#### Do this:
Return every entry exactly as written.

#### Task data:
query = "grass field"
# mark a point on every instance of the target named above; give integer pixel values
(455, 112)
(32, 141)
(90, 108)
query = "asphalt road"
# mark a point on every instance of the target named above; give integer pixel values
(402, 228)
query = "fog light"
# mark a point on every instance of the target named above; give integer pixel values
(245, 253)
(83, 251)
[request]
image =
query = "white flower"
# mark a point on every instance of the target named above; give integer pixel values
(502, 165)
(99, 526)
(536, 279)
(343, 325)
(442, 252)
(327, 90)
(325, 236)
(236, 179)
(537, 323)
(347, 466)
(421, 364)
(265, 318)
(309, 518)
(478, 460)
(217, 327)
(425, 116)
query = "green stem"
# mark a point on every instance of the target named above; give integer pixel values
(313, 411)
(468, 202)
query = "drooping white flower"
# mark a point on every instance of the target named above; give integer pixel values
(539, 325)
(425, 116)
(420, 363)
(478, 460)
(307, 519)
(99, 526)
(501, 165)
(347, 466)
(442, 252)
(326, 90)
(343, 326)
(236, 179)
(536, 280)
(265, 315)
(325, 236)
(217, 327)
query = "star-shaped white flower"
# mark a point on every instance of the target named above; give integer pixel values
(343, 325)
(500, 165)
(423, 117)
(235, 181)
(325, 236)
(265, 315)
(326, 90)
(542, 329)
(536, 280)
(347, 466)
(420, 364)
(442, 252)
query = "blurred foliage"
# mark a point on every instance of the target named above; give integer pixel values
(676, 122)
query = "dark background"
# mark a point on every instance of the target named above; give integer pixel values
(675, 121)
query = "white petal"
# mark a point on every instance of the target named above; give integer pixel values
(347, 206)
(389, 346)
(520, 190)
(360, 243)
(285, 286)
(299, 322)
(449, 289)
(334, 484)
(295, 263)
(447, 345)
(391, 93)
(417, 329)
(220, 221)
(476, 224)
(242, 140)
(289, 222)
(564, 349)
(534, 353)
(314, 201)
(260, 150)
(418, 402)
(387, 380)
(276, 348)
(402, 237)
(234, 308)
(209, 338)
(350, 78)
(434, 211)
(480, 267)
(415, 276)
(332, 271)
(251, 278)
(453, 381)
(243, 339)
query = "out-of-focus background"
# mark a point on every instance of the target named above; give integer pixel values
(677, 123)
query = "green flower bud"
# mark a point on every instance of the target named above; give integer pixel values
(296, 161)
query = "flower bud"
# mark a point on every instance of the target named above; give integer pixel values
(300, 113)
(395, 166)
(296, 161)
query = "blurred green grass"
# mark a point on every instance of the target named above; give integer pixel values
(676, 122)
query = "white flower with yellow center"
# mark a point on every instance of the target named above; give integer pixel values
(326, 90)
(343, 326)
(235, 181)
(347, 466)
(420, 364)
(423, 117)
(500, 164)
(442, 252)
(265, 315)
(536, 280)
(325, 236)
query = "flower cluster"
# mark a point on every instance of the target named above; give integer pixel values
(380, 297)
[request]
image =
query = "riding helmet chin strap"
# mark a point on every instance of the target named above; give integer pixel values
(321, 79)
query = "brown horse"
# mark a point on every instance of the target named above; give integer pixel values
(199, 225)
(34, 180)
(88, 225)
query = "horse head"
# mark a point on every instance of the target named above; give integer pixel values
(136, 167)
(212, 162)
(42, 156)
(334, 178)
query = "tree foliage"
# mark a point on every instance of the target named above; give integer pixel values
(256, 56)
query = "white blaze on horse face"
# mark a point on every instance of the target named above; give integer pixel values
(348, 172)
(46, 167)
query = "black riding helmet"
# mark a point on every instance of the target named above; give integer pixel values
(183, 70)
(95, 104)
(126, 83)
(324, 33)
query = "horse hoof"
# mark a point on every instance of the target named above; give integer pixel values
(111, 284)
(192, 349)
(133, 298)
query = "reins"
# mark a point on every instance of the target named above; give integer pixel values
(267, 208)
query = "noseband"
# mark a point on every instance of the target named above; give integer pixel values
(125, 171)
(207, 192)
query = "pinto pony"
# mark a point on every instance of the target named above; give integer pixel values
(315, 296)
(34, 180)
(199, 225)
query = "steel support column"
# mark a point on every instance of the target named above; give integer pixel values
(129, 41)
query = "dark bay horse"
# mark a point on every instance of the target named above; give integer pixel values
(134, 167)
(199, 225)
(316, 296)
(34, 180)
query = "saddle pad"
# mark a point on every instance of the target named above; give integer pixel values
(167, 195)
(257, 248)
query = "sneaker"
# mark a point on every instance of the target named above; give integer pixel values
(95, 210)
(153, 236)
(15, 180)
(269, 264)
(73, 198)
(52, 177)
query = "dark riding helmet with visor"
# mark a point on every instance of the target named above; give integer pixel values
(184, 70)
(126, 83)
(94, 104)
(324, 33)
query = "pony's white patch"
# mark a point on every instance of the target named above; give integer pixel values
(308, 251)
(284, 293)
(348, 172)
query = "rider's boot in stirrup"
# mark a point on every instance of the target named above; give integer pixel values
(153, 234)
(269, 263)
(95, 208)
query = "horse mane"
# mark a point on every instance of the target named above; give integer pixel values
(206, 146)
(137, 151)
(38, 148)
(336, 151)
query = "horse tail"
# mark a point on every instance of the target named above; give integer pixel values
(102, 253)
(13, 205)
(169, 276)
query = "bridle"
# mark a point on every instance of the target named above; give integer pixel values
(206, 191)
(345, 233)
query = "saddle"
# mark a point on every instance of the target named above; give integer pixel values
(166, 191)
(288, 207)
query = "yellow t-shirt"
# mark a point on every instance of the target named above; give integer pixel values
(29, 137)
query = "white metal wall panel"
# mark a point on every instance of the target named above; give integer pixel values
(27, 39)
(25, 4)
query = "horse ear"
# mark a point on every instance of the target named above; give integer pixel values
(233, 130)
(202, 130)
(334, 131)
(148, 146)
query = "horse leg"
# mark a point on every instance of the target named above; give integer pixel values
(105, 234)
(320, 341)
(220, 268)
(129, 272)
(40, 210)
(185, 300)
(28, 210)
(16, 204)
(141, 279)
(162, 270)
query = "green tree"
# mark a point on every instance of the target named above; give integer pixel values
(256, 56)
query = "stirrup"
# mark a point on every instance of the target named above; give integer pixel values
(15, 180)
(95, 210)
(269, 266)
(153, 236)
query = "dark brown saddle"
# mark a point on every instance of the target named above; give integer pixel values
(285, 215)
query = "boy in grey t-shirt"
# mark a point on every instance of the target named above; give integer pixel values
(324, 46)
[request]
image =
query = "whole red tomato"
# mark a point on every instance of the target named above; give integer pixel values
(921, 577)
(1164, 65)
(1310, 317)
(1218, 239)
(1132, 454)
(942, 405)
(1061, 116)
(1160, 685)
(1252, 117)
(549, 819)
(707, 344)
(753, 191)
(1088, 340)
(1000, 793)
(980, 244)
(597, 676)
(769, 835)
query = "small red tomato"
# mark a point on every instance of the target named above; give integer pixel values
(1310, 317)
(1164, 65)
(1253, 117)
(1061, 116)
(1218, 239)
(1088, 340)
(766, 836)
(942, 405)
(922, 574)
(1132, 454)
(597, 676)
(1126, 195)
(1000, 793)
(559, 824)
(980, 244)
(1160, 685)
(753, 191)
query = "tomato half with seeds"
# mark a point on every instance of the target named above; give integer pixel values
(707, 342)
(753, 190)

#### Answer for the task:
query = "grass field"
# mark a point on every instance of the target named above; give integer pixel values
(455, 112)
(32, 141)
(90, 108)
query = "asphalt road"
# mark a point on every instance of the target named above; give integer pixel values
(402, 228)
query = "fog light"
# mark a point on every instance of the target named above; give integer pixel values
(245, 253)
(83, 251)
[request]
image =
query = "white flower"
# mark a point on every instance of the target named above; give integer pixel values
(502, 165)
(99, 526)
(536, 279)
(343, 325)
(442, 252)
(327, 90)
(325, 236)
(236, 179)
(537, 323)
(347, 466)
(421, 364)
(265, 318)
(309, 518)
(478, 460)
(217, 327)
(425, 116)
query = "green stem"
# mark a point on every instance of the target named above; give integer pixel values
(313, 411)
(468, 202)
query = "drooping white flower"
# mark a point on every instance of the target named above; give integer pixel values
(539, 325)
(425, 116)
(420, 363)
(478, 460)
(307, 519)
(99, 526)
(501, 165)
(347, 466)
(442, 252)
(326, 90)
(343, 326)
(236, 179)
(536, 280)
(265, 315)
(325, 236)
(217, 327)
query = "star-shaped white flower"
# mark a point on every instance of the target named above; give integer pixel values
(343, 325)
(500, 165)
(423, 117)
(235, 181)
(325, 236)
(265, 315)
(326, 90)
(542, 329)
(536, 280)
(347, 466)
(420, 364)
(442, 252)
query = "blurred foliage"
# mark a point on every instance of the target named above; give integer pixel values
(676, 122)
query = "dark background"
# mark a point on every instance of the target named above; give integer pixel values
(675, 121)
query = "white petal"
# mark a point on every instance of the target named above; give integer pixel values
(347, 206)
(389, 346)
(520, 190)
(360, 243)
(285, 286)
(299, 322)
(449, 289)
(334, 484)
(295, 263)
(447, 345)
(391, 93)
(417, 329)
(220, 221)
(476, 224)
(242, 140)
(289, 222)
(564, 349)
(534, 353)
(314, 201)
(260, 150)
(418, 402)
(387, 380)
(276, 348)
(402, 237)
(234, 308)
(209, 338)
(350, 78)
(434, 211)
(480, 267)
(415, 276)
(332, 271)
(251, 278)
(453, 381)
(243, 339)
query = "out-of-focus background"
# mark a point on every instance of the target named above; give integer pixel values
(677, 123)
query = "green flower bud"
# mark a point on every instance of the target named above; give integer pixel values
(296, 161)
query = "flower bud"
# mark a point on every instance of the target named above; give integer pixel values
(300, 113)
(395, 166)
(296, 161)
query = "blurred green grass"
# mark a point on every instance of the target named above; give integer pixel values
(676, 122)
query = "white flower with yellow center"
# mark a point on every instance of the target named above; give integer pixel values
(326, 90)
(343, 326)
(235, 181)
(347, 466)
(420, 364)
(423, 117)
(500, 164)
(442, 252)
(265, 315)
(536, 280)
(325, 236)
query = "flower cluster"
# mark a point on every instance of the target named above; give integer pixel values
(380, 297)
[request]
image =
query = "riding helmet chin strap"
# mark a point on every instance of the target named above; give integer pixel values
(321, 79)
query = "brown horse"
# mark a point on every instance of the target named above; give integer pixel values
(199, 225)
(34, 180)
(88, 225)
query = "horse head"
# mark a point on every instance of the target named above; give integer pixel values
(136, 167)
(212, 162)
(42, 156)
(334, 178)
query = "tree foliage"
# mark a point on every instance of the target named above; give integer pixel values
(256, 56)
query = "white blaze on horse face"
# mark a point on every instance of the target named above; give integer pixel values
(348, 172)
(46, 167)
query = "black riding helmet"
# mark a point on every instance of the target named above; give integer pixel values
(183, 70)
(95, 104)
(126, 83)
(324, 33)
query = "horse hoof"
# mark a point on every instance of the target named above; give integer pixel values
(111, 284)
(192, 349)
(133, 298)
query = "reins"
# mark a point on every instance of the target named above; give integer pixel values
(267, 208)
query = "noseband"
# mark a point on every instance of the target named above; give integer pixel values
(125, 171)
(207, 192)
query = "pinto pony"
# mark a point on every instance of the target named above; give integer pixel values
(315, 296)
(34, 180)
(199, 225)
query = "steel support column"
# mark a point on every instance of the target named above; give integer pixel values
(129, 41)
query = "dark bay horse"
# mark a point on every instance of the target named above; give integer pixel values
(134, 167)
(199, 225)
(316, 296)
(34, 180)
query = "saddle pad"
# mark a point on every instance of the target named above; give integer pixel values
(167, 195)
(257, 248)
query = "sneaker"
# mark a point on every instance of the target named above; give integer pixel values
(95, 210)
(153, 236)
(15, 180)
(269, 264)
(73, 198)
(52, 177)
query = "dark riding helmet with visor"
# mark a point on every instance of the target named above; give integer pixel values
(184, 70)
(126, 83)
(94, 104)
(324, 33)
query = "pony's white patch"
# mark a point on every instance of the target named above; give integer pixel values
(308, 251)
(284, 293)
(348, 172)
query = "rider's boot in stirrup"
# mark a point on every instance of the target named above; give integer pixel values
(153, 234)
(269, 263)
(95, 208)
query = "horse mane"
# mark a point on every instance of the target named above; give integer pixel values
(206, 146)
(137, 151)
(38, 148)
(336, 151)
query = "horse tail"
# mark a point on every instance of the target named above; give integer pixel values
(102, 253)
(13, 205)
(169, 276)
query = "bridle"
# mark a point on every instance of the target named above; give integer pixel values
(206, 191)
(345, 233)
query = "saddle"
# mark a point on every instance of the target named above; give integer pixel values
(166, 191)
(288, 207)
query = "yellow t-shirt"
# mark a point on every instance of the target named above; give integer pixel values
(29, 137)
query = "white metal wall panel"
# mark a point on every instance of the target named above; give integer pixel values
(27, 39)
(25, 4)
query = "horse ear"
# mark a point on every instance of the target named above; give integer pixel values
(233, 130)
(202, 130)
(334, 131)
(148, 146)
query = "horse leg"
# mark a point on every instance of the target named above; give integer pixel values
(105, 234)
(320, 341)
(220, 268)
(129, 272)
(40, 210)
(185, 300)
(28, 210)
(16, 204)
(141, 279)
(162, 270)
query = "green tree"
# mark a point on every instance of the target named above; give integer pixel values
(256, 56)
query = "stirrup"
# mark a point on every instance of the target named above; give integer pixel values
(15, 180)
(95, 210)
(269, 266)
(153, 236)
query = "dark brown saddle"
# mark a point on every instance of the target named above; give integer pixel values
(285, 215)
query = "boy in grey t-shirt"
# mark a point on every instance of the target named above; give integer pixel values
(324, 46)
[request]
image =
query = "whole red tomato"
# mark a point on every instance of the target named above; give integer pixel values
(921, 577)
(1164, 65)
(1310, 317)
(1218, 239)
(1132, 454)
(942, 405)
(1061, 116)
(1160, 685)
(1252, 117)
(549, 819)
(707, 344)
(753, 191)
(1088, 340)
(1000, 793)
(980, 244)
(597, 676)
(769, 835)
query = "small red tomato"
# mark a point on every instance of the target named above; give integer pixel values
(1310, 317)
(1164, 65)
(1253, 117)
(1061, 116)
(1218, 239)
(1088, 340)
(766, 836)
(942, 405)
(922, 574)
(1132, 454)
(597, 676)
(1126, 195)
(1000, 793)
(559, 824)
(980, 244)
(1160, 685)
(753, 191)
query = "tomato half with seeds"
# mark a point on every instance of the target named above; give integer pixel values
(707, 342)
(753, 190)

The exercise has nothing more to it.